=== AUFGABE A ===
Beantworte zum Textauszug über die Berliner Funkzellenabfrage:
(i) In welchem Jahr wurde das Transparenzsystem aktiviert?
(ii) Welche Subdomain wurde inzwischen gelöscht?
(iii) Welche Mobilfunkanbieter werden als Beispiele genannt?
=== AUFGABE B ===
Welche Zeilen der Einträge enthalten das Wort „blue“? Gib jede dieser Zeilen zurück und achte dabei auf Groß- und Kleinschreibung.

=== TEXTAUSZUG ===
━━━━━━━━━━━━━━━━━━━━

Berlin hatte zwei Jahre lang Betroffene von Funkzellenabfrage verständigt – jetzt ist damit Schluss

Das Land Berlin hat sein 2021 aktiviertes Transparenzsystem des Landes zur Funkzellenabfrage endgültig eingestellt. Angeführt werden „technisch-betriebliche“ Gründe. Kritiker wittern eher einen fehlenden politischen Willen, das Projekt weiterzuführen. Funkzellenabfragen werden eingesetzt, um Straftaten aufzuklären – wobei viele Unbeteiligte ebenfalls erfasst werden.
Ein 5G-Mobilfunkmast auf einem Hochhaus in Düsseldorf.
Ein 5G-Mobilfunkmast auf einem Hochhaus in Düsseldorf.Foto: Roberto Pfeil/dpa
Von 7. April 2024

Das Funkzellenabfragen-Transparenz-System (FTS) des Landes Berlin ist bereits seit Anfang des Jahres Geschichte. Mittlerweile ist auch die dazugehörige Subdomain fts.berlin.de gelöscht worden.

Der Prüfbericht ist in der Zwischenzeit verfügbar. Der Senat hatte den Schritt bereits im Vorfeld angekündigt. Datenschützer kritisierenden den Schritt, weil es gesetzlich eigentlich vorgeschrieben ist, Betroffene einer Funkzellenabfrage von Mobilgeräten zu verständigen.

FTS sollte interessierte Unbeteiligte über Funkzellenabfrage informieren

Funkzellenabfragen werden eingesetzt, um Straftaten aufzuklären, indem Verdächtige identifiziert werden können, die sich zur Tatzeit an einem Tatort aufgehalten haben. Allerdings werden dabei auch die Daten vieler unbeteiligter Personen erfasst, was als Eingriff in das Recht auf informationelle Selbstbestimmung kritisiert wird.

Die Polizei fordert dabei von Mobilfunkanbietern wie der Telekom oder Vodafone die Verbindungsdaten aller Mobilfunkgeräte an, die sich in einem definierten Gebiet und Zeitraum mit einem Funkmast verbunden haben. Also welche Telefonnummern miteinander kommuniziert haben, ob per Anruf oder SMS, sowie Daten zum Internetzugriff über den Funkmast.

━━━━━━━━━━━━━━━━━━━━

=== GEGEBENE EINTRÄGE ===
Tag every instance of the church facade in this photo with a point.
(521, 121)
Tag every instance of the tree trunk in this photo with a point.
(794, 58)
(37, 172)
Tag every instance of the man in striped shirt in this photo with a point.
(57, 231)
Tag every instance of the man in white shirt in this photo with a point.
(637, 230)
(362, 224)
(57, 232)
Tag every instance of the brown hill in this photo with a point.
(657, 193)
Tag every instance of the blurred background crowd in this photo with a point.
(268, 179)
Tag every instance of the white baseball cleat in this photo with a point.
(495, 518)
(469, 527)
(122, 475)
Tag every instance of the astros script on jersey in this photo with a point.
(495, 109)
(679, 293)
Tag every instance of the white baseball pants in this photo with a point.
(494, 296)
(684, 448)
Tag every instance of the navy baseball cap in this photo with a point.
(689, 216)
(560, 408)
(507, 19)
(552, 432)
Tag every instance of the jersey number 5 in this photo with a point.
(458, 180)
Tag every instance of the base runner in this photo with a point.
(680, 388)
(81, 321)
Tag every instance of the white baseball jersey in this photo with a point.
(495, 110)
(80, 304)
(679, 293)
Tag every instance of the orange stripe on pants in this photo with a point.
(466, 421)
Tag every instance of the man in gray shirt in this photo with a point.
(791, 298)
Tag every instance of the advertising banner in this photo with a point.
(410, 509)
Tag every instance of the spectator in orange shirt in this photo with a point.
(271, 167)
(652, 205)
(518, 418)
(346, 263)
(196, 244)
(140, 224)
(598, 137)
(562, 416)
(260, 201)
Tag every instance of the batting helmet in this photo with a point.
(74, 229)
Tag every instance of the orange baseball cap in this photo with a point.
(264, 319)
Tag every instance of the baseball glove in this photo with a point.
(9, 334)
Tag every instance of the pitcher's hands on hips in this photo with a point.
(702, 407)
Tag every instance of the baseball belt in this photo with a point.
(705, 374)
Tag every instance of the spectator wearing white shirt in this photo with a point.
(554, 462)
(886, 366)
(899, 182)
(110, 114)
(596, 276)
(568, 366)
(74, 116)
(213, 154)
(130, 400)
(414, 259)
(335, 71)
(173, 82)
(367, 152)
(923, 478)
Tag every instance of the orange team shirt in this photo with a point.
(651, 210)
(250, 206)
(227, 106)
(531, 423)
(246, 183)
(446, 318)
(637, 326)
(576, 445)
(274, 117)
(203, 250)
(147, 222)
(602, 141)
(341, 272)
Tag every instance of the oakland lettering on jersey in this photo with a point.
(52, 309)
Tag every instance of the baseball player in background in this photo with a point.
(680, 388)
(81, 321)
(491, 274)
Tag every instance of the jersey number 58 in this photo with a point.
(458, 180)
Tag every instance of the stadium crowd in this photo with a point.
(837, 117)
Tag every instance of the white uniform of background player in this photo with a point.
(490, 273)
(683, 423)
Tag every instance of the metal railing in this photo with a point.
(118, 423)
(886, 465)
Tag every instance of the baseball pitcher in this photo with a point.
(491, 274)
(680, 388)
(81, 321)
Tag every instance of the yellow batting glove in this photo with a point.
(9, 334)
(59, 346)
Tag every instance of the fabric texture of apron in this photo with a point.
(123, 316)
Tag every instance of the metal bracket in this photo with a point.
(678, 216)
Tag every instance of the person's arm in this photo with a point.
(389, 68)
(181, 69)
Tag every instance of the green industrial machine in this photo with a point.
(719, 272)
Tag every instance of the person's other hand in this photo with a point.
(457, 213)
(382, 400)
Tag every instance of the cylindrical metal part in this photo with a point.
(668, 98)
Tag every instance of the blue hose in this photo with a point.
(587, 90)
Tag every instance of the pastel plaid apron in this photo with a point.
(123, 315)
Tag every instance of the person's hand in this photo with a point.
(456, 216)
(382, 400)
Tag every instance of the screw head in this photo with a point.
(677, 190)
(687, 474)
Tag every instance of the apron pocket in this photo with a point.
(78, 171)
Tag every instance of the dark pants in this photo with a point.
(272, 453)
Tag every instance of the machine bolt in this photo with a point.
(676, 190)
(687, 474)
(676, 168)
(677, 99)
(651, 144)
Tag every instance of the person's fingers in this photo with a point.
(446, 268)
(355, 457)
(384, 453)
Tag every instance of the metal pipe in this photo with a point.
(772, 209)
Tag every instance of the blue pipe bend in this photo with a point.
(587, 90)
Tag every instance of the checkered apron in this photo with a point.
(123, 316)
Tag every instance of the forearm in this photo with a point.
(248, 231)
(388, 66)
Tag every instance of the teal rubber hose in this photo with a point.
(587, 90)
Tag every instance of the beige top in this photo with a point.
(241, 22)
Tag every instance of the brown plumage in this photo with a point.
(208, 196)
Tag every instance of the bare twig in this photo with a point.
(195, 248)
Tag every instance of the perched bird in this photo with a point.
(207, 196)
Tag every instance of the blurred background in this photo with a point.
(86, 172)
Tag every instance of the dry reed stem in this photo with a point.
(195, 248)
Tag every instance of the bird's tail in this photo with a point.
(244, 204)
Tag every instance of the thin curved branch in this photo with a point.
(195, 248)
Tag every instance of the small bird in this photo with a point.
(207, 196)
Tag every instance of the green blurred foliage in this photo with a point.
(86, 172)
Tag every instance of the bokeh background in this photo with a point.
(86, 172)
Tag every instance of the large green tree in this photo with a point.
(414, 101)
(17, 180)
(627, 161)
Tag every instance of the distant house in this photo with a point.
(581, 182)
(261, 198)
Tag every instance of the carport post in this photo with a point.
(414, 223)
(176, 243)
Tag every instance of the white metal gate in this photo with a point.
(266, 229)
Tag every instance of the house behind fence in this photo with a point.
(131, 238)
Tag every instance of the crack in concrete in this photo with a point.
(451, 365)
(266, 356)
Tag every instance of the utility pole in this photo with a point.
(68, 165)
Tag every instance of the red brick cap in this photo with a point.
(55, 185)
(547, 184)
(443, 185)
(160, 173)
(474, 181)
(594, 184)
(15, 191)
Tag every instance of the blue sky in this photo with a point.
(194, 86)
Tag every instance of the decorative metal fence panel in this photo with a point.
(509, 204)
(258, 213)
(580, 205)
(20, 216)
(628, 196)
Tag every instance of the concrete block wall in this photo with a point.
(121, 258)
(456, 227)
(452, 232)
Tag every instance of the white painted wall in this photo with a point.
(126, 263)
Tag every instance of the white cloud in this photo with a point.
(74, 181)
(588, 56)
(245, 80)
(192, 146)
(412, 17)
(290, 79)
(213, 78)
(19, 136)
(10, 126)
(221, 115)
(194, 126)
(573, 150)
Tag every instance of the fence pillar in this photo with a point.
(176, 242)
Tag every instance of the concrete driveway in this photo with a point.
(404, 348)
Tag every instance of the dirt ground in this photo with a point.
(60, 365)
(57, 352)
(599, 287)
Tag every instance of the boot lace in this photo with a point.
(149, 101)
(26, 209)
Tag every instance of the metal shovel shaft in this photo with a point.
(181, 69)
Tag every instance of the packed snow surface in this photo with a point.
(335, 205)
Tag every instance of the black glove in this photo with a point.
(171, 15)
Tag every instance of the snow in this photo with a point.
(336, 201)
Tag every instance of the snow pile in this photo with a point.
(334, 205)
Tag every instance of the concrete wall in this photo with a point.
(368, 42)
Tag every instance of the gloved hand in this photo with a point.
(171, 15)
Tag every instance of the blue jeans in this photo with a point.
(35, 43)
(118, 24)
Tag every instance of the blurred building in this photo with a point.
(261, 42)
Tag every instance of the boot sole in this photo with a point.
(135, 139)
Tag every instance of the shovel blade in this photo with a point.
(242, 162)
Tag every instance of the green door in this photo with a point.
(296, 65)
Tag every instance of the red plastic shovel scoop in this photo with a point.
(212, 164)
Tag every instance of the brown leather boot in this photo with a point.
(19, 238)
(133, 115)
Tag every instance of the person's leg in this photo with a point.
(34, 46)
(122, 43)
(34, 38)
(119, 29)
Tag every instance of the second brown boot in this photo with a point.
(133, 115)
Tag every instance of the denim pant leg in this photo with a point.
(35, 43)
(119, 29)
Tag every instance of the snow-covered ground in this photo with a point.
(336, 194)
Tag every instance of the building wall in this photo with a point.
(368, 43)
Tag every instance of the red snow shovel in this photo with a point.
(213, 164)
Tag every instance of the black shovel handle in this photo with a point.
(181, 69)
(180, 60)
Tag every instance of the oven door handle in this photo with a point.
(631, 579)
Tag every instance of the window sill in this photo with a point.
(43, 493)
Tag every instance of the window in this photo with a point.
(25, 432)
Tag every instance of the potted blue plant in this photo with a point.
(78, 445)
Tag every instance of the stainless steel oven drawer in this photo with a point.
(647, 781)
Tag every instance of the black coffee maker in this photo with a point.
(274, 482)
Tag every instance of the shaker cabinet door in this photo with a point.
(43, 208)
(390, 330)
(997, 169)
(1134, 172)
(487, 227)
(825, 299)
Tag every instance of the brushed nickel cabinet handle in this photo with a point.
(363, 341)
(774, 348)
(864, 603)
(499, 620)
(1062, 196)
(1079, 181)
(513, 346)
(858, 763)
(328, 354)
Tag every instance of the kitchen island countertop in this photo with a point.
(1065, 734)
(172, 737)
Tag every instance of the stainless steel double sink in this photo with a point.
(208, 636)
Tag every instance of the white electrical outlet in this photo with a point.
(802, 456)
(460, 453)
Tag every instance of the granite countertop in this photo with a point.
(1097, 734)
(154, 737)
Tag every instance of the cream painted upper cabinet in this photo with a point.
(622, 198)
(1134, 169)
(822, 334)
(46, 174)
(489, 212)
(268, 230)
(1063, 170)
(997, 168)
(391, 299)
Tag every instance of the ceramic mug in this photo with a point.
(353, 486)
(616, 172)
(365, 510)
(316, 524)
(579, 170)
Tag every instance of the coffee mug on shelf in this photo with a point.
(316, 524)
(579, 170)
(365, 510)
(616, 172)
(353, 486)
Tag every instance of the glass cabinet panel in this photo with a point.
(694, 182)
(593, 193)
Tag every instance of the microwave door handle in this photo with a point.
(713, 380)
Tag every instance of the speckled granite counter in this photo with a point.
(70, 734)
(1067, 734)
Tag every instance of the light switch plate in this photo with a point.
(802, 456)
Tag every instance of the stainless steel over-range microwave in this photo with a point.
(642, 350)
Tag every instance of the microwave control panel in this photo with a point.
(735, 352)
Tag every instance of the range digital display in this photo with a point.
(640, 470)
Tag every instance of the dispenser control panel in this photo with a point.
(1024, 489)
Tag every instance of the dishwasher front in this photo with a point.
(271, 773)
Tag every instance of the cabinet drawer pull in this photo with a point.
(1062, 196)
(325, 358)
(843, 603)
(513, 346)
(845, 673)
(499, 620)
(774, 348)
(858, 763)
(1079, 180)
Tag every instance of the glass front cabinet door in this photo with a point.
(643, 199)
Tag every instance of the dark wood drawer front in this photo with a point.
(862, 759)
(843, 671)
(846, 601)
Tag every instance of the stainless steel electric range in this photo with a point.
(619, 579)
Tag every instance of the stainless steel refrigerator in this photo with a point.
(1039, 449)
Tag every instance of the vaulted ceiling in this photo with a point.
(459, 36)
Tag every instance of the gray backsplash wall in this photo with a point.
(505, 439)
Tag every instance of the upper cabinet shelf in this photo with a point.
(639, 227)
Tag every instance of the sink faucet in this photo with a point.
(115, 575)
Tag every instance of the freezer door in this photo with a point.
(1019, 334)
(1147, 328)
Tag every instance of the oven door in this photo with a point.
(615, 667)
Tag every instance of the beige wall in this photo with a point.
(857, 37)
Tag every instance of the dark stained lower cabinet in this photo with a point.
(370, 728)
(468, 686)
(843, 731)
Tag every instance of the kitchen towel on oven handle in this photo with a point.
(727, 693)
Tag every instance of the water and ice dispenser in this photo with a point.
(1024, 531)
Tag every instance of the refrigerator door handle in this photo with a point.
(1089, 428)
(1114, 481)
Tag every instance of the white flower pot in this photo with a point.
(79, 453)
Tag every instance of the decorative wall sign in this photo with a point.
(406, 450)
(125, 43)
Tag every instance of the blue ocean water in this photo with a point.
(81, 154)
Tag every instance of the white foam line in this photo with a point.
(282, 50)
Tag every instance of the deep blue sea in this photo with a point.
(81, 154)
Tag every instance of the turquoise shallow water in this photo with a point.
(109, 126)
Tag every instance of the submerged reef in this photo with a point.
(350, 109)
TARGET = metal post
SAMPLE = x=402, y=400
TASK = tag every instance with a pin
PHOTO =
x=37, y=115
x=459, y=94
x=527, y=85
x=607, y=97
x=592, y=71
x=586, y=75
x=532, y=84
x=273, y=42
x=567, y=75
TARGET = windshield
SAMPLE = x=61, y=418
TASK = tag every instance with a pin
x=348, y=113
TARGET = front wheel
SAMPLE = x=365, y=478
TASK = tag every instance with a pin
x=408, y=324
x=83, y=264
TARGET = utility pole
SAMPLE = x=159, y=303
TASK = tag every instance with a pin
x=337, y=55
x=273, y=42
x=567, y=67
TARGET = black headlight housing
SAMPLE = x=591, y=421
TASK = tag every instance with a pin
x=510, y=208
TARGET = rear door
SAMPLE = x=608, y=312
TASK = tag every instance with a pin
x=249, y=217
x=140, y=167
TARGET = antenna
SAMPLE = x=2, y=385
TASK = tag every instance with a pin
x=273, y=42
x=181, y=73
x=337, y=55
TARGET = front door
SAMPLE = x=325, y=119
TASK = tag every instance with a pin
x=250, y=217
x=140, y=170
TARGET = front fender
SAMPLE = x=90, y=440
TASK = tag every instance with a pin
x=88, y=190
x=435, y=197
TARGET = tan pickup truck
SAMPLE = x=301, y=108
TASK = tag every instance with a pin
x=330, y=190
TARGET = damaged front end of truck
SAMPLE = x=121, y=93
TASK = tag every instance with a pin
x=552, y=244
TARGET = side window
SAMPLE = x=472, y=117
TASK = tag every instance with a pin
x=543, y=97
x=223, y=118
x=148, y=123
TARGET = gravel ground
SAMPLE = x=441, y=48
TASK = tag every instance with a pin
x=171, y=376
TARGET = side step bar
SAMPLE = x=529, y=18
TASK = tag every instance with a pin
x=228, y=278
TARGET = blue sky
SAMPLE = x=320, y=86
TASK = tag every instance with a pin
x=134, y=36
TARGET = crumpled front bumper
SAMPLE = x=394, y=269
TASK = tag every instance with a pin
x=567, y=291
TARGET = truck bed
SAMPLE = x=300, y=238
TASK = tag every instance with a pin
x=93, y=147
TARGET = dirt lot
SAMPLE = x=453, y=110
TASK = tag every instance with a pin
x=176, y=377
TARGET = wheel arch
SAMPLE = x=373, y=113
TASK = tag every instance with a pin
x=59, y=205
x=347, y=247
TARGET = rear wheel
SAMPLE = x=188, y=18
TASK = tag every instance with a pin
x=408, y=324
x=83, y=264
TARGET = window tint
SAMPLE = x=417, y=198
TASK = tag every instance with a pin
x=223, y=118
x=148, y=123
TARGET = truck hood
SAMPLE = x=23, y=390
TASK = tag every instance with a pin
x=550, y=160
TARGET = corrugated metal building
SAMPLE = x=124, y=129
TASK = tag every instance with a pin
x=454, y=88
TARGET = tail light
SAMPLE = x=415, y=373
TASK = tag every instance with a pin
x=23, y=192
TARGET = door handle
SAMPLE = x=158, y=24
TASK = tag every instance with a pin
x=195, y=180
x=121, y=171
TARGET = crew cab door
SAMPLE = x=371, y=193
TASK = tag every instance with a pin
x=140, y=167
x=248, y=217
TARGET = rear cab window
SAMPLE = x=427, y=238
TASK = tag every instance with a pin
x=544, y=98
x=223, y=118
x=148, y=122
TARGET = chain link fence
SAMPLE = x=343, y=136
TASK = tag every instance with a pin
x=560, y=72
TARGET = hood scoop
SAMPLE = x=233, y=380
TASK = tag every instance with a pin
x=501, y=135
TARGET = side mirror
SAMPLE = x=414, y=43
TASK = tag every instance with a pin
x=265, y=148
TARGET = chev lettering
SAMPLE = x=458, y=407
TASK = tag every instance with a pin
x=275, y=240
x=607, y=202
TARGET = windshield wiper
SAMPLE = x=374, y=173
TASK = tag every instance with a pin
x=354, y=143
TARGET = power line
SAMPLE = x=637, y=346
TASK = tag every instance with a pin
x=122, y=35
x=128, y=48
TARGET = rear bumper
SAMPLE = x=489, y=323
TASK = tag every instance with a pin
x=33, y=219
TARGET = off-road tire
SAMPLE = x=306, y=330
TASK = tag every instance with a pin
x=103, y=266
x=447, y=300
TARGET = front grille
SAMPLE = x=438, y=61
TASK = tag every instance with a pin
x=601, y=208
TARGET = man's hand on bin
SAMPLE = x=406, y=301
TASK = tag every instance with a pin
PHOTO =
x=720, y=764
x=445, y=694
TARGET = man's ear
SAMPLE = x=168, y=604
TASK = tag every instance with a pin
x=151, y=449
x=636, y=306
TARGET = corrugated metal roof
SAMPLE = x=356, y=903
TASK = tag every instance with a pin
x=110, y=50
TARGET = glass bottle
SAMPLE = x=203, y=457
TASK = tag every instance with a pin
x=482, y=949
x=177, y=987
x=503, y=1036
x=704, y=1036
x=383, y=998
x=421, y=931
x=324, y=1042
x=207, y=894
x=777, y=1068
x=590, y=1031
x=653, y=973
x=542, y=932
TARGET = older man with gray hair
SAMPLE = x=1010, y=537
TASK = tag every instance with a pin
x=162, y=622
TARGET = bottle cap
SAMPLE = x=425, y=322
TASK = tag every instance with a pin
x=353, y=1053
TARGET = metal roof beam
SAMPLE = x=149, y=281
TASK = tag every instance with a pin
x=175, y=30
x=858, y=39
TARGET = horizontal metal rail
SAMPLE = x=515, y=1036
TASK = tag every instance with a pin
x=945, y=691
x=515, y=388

━━━━━━━━━━━━━━━━━━━━

=== ERWARTETE AUSGABE A ===
(i) 2021
(ii) fts.berlin.de
(iii) Telekom und Vodafone

=== ERWARTETE AUSGABE B ===
Tag every instance of the blue hose in this photo with a point.
Tag every instance of the blue pipe bend in this photo with a point.
Tag every instance of the blue sky in this photo with a point.
Tag every instance of the blue jeans in this photo with a point.
Tag every instance of the potted blue plant in this photo with a point.
Tag every instance of the blue ocean water in this photo with a point.
Tag every instance of the deep blue sea in this photo with a point.
TARGET = blue sky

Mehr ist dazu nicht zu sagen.